JOB:
Copy the material below, replacing "shelf-compliance log" with "site-survey log" wherever it occurs and leaving everything else unchanged.

Pointing records
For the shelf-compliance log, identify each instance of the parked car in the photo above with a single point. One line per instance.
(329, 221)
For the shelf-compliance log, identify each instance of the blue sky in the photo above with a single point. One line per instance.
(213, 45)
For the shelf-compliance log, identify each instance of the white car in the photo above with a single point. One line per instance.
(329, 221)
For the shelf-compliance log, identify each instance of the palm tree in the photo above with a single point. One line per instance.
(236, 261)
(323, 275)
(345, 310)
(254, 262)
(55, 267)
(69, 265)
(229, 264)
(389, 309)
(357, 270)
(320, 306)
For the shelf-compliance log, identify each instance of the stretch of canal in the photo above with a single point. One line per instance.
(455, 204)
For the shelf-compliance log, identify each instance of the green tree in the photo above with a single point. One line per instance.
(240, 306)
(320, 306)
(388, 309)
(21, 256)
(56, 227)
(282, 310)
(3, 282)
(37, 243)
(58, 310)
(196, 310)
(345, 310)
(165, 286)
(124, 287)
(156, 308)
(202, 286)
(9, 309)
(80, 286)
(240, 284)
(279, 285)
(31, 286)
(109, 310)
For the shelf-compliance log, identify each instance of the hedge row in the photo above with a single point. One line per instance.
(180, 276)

WRITTEN RESPONSE:
For the site-survey log, identify each instance of the parked car in the photo above with a single point. One line per instance.
(329, 221)
For the site-survey log, identify each instance of the blue sky in the photo above with a single point. One line per instance.
(213, 45)
For the site-survey log, identify each instance of the white car in the photo above with a single point. One line per instance.
(329, 221)
For the site-survey log, identify each instance of the palm tree in the photo above with a single point. One line per instance.
(236, 261)
(323, 275)
(345, 310)
(254, 262)
(55, 267)
(69, 265)
(229, 264)
(389, 309)
(357, 270)
(320, 306)
For the site-survey log, identify each instance of the stretch of canal in the photo above with a single point. One line per instance.
(455, 204)
For the site-survey log, identify each instance of the green tree in the photo above with a single point. One line per instance.
(240, 306)
(320, 306)
(388, 309)
(21, 256)
(56, 227)
(282, 310)
(3, 282)
(37, 243)
(58, 310)
(196, 310)
(345, 310)
(165, 286)
(124, 287)
(156, 308)
(202, 286)
(9, 309)
(80, 286)
(240, 284)
(279, 285)
(31, 286)
(109, 310)
For the site-survey log, identify each instance of the hedge row in the photo above with a single point. One line per instance.
(180, 276)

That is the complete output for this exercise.